==== INPUT
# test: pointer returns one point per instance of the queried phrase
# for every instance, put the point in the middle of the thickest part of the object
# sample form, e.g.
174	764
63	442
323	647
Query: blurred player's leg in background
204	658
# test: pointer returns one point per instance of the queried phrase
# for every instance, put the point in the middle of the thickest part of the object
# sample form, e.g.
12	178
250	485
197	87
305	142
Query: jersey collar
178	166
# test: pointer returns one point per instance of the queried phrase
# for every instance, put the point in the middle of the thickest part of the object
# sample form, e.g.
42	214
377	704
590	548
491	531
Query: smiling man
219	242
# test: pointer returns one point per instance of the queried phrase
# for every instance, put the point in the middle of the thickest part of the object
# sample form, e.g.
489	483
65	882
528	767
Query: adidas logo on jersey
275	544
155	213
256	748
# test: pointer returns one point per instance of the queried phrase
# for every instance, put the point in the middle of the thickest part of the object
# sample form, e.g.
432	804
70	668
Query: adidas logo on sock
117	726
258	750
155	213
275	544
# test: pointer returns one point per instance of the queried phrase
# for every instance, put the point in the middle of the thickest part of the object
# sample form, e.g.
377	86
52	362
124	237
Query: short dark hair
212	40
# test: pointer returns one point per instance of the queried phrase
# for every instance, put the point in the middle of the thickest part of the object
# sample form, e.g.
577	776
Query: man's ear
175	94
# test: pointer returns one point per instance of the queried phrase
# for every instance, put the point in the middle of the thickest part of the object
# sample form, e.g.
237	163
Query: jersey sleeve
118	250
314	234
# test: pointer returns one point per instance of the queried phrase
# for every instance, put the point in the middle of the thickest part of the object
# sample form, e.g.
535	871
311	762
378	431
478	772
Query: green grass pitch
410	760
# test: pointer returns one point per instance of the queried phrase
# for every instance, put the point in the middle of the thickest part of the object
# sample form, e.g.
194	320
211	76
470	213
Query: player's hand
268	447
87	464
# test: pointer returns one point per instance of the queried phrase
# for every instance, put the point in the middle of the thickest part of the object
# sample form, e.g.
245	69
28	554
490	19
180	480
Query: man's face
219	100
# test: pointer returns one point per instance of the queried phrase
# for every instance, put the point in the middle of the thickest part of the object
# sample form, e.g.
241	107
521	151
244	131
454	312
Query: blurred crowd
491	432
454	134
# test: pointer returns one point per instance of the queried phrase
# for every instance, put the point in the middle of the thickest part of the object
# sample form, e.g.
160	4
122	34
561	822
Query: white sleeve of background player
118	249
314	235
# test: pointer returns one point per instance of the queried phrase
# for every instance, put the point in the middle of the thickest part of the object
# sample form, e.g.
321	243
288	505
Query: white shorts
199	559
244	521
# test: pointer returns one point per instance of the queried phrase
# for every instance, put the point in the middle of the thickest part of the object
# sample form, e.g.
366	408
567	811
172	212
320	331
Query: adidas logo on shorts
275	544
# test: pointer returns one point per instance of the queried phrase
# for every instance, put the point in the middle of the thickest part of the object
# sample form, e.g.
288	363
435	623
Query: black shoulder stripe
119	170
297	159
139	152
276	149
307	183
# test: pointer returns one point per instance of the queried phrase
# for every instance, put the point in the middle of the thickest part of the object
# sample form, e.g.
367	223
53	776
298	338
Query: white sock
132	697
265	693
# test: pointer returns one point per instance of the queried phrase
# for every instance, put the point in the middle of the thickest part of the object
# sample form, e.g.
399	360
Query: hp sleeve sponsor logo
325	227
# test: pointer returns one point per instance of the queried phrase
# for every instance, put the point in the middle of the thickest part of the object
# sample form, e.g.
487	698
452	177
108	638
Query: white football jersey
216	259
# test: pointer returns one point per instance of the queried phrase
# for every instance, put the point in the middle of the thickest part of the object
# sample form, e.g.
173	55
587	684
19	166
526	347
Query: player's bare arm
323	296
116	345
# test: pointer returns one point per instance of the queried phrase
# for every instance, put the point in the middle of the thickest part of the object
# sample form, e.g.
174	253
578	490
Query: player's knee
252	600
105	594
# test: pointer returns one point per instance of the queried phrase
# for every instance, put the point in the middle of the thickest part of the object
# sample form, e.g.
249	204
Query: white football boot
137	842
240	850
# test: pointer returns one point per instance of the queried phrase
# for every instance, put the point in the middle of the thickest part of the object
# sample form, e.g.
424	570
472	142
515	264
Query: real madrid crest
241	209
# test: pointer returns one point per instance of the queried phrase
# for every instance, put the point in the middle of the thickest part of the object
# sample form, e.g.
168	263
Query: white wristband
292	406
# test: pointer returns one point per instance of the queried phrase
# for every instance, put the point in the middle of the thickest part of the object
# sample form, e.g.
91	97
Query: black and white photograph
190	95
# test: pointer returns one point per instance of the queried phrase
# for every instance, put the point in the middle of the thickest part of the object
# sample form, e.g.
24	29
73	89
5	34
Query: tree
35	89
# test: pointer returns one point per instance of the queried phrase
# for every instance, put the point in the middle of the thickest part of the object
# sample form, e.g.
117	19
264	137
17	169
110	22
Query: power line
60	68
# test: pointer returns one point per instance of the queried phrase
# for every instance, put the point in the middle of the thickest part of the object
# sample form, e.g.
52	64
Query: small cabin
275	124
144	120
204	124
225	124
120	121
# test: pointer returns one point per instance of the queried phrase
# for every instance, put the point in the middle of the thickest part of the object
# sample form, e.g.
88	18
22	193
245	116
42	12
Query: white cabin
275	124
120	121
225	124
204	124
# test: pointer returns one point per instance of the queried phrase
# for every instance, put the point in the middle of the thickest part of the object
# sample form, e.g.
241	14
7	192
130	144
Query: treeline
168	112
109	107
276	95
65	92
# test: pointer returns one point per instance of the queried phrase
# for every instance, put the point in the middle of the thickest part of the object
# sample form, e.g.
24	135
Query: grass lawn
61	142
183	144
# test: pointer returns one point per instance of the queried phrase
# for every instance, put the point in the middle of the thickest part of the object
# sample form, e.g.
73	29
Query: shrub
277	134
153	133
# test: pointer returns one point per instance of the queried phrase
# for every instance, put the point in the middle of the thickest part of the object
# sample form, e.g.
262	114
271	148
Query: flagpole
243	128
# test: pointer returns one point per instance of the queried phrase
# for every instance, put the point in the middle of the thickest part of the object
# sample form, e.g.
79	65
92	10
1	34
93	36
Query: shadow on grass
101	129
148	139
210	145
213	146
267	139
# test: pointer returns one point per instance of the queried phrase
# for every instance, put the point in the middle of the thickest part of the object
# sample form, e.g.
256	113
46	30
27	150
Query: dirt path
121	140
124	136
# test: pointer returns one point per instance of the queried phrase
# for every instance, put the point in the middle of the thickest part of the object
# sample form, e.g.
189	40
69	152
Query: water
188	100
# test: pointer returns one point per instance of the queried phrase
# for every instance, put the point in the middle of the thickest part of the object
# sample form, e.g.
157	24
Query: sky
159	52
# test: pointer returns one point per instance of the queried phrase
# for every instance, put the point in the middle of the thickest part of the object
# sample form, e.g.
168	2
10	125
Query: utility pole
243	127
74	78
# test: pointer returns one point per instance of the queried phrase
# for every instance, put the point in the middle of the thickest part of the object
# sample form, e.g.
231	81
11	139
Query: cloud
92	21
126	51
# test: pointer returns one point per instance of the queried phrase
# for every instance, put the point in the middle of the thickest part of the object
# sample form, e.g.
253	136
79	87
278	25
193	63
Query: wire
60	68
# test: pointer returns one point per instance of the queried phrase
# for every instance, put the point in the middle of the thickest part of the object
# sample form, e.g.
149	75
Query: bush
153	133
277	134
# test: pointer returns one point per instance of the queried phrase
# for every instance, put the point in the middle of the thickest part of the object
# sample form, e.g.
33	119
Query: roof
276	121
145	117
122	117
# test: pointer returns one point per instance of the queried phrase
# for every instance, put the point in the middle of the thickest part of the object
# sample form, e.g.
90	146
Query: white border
========
WHAT YOU HAVE TO DO -
Output the entries above exactly, please, with nothing dropped.

EXERCISE SOLUTION -
# test: pointer returns one point per instance of the queried phrase
# for every instance, put the point in the middle of the thickest part of the object
# sample form, e.g.
174	764
63	442
323	647
Query: blurred player's leg in background
204	658
# test: pointer returns one point per instance of the queried phrase
# for every instance, put the point in the middle of the thickest part of the object
# sample form, e.g.
12	178
250	485
197	87
305	142
Query: jersey collar
178	166
# test: pointer returns one point per instance of the queried phrase
# for every instance, put the point in the middle of the thickest part of the object
# sample form, e.g.
42	214
377	704
590	548
491	531
Query: smiling man
219	242
# test: pointer returns one point per instance of the queried phrase
# for every instance, put the point in the middle of the thickest part of the object
# sample form, e.g.
489	483
65	882
528	767
Query: adidas logo on jersey
275	544
155	213
256	748
# test: pointer returns one point per instance of the queried phrase
# for every instance, put the point in the middle of the thickest part of the object
# sample form, e.g.
432	804
70	668
Query: adidas logo on sock
117	726
258	750
155	213
275	544
# test: pointer returns one point per instance of the queried phrase
# for every instance, put the point in the middle of the thickest part of the object
# sample form, e.g.
377	86
52	362
124	237
Query: short dark hair
212	40
# test: pointer returns one point per instance of the queried phrase
# for every instance, put the point in the middle of the thickest part of the object
# sample form, e.g.
577	776
Query: man's ear
175	94
# test: pointer returns one point per instance of the queried phrase
# for every instance, put the point in the middle of the thickest part of the object
# sample form, e.g.
237	163
Query: jersey sleeve
118	250
314	234
# test: pointer returns one point per instance of the queried phrase
# for every instance, put the point in the middle of the thickest part of the object
# sample form, e.g.
535	871
311	762
378	431
478	772
Query: green grass pitch
410	760
# test: pointer returns one point per instance of the queried phrase
# for every instance, put the point in the middle of the thickest part of the object
# sample form, e.g.
194	320
211	76
470	213
Query: player's hand
268	447
87	464
# test: pointer returns one point per instance of the queried phrase
# for every instance, put the point in the middle of the thickest part of the object
# sample form, e.g.
245	69
28	554
490	19
180	480
Query: man's face
219	100
# test: pointer returns one point per instance of the queried phrase
# for every instance, put the point in the middle of the thickest part of the object
# sample form, e.g.
241	107
521	151
244	131
454	312
Query: blurred crowd
491	432
454	134
# test: pointer returns one point per instance of the queried phrase
# for every instance, put the point in the middle of the thickest part of the object
# sample form, e.g.
160	4
122	34
561	822
Query: white sleeve of background player
118	249
314	235
# test: pointer returns one point per instance of the queried phrase
# for every instance, put the point in the middle of the thickest part of the object
# sample form, e.g.
321	243
288	505
Query: white shorts
199	559
244	521
# test: pointer returns one point per instance of the queried phrase
# for every instance, put the point in the middle of the thickest part of the object
# sample form, e.g.
366	408
567	811
172	212
320	331
Query: adidas logo on shorts
275	544
# test: pointer returns one point per instance of the queried phrase
# for every instance, put the point in the middle of the thickest part of the object
# sample form, e.g.
288	363
435	623
Query: black shoulder stripe
119	170
297	159
139	152
276	149
307	183
# test: pointer returns one point per instance of the queried phrase
# for every instance, put the point in the middle of the thickest part of the object
# sample form, e.g.
367	223
53	776
298	338
Query: white sock
132	697
265	693
# test: pointer returns one point per instance of the queried phrase
# for every instance, put the point in the middle of the thickest part of the object
# sample form, e.g.
399	360
Query: hp sleeve sponsor logo
325	227
# test: pointer returns one point per instance of the queried phrase
# for every instance, put the point in the middle of the thickest part of the object
# sample form, e.g.
487	698
452	177
108	638
Query: white football jersey
216	259
# test: pointer returns one point per instance of the queried phrase
# for every instance, put the point in the middle of the thickest part of the object
# sample form, e.g.
173	55
587	684
19	166
526	347
Query: player's bare arm
323	296
116	345
# test: pointer returns one point per instance of the queried phrase
# for every instance, put the point in the middle of the thickest part of the object
# sample form, e.g.
174	253
578	490
Query: player's knee
252	600
105	594
# test: pointer returns one point per instance of the queried phrase
# for every instance, put the point in the middle of the thickest part of the object
# sample form, e.g.
249	204
Query: white football boot
137	842
240	850
# test: pointer returns one point per instance of the queried phrase
# for every instance, put the point in the middle of the thickest part of the object
# sample form, e.g.
424	570
472	142
515	264
Query: real madrid crest
241	209
# test: pointer returns one point per instance of the queried phrase
# for every instance, put the point in the middle of the thickest part of the object
# sample form, e.g.
168	263
Query: white wristband
292	406
# test: pointer returns one point per instance of the queried phrase
# for every instance, put the point in the middle of the thickest part of the object
# sample form, e.g.
91	97
Query: black and white photograph
190	95
# test: pointer returns one point per instance of the queried phrase
# for every instance, put the point in the middle of the thickest part of the object
# sample form, e.g.
24	29
73	89
5	34
Query: tree
35	89
# test: pointer returns one point per instance of the queried phrase
# for every instance, put the point in the middle of the thickest part of the object
# sample form, e.g.
117	19
264	137
17	169
110	22
Query: power line
60	68
# test: pointer returns one point per instance of the queried phrase
# for every instance, put the point in the middle of the thickest part of the object
# sample form, e.g.
52	64
Query: small cabin
275	124
144	120
204	124
225	124
120	121
# test: pointer returns one point per instance of the queried phrase
# for every instance, put the point in the middle of the thickest part of the object
# sample form, e.g.
88	18
22	193
245	116
42	12
Query: white cabin
275	124
120	121
225	124
204	124
# test: pointer returns one point per instance of the queried phrase
# for every instance, put the point in the middle of the thickest part of the object
# sample form, e.g.
241	14
7	192
130	144
Query: treeline
168	112
109	107
276	95
65	92
# test: pointer returns one point per instance of the queried phrase
# for every instance, put the point in the middle of the thickest part of the object
# sample form, e.g.
24	135
Query: grass lawn
61	142
183	144
# test: pointer returns one point per instance of the queried phrase
# for every instance, put the point in the middle of the thickest part of the object
# sample form, e.g.
73	29
Query: shrub
277	134
153	133
# test: pointer returns one point per instance of the queried phrase
# for every instance, put the point in the middle of the thickest part of the object
# sample form, e.g.
262	114
271	148
Query: flagpole
243	128
# test: pointer returns one point per instance of the queried phrase
# for every instance, put the point in the middle of the thickest part of the object
# sample form, e.g.
79	65
92	10
1	34
93	36
Query: shadow on grass
101	129
148	139
210	145
213	146
267	139
# test: pointer returns one point per instance of the queried phrase
# for every instance, put the point in the middle of the thickest part of the object
# sample form, e.g.
256	113
46	30
27	150
Query: dirt path
121	140
124	136
# test: pointer returns one point per instance of the queried phrase
# for every instance, put the point in the middle of the thickest part of the object
# sample form, e.g.
189	40
69	152
Query: water
188	100
# test: pointer returns one point per instance of the queried phrase
# for every instance, put the point in the middle of the thickest part of the object
# sample form, e.g.
157	24
Query: sky
159	52
# test: pointer returns one point per instance of the queried phrase
# for every instance, put the point in the middle of the thickest part of the object
# sample form, e.g.
168	2
10	125
Query: utility pole
243	127
74	78
# test: pointer returns one point per instance of the queried phrase
# for every instance, put the point in the middle of the thickest part of the object
# sample form, e.g.
231	81
11	139
Query: cloud
92	21
126	51
# test: pointer returns one point per instance of the queried phrase
# for every instance, put the point in the middle of the thickest part of the object
# sample form, e.g.
253	136
79	87
278	25
193	63
Query: wire
60	68
# test: pointer returns one point per instance of the queried phrase
# for every instance, put the point in the middle of the thickest part of the object
# sample form, e.g.
149	75
Query: bush
153	133
277	134
# test: pointer returns one point per instance of the queried phrase
# for every instance, put the point in the middle of the thickest part of the object
# sample form, e.g.
33	119
Query: roof
276	121
145	117
122	117
# test: pointer returns one point per instance of the queried phrase
# for every instance, put the point in the middle of the thickest part of the object
# sample form, e.g.
90	146
Query: white border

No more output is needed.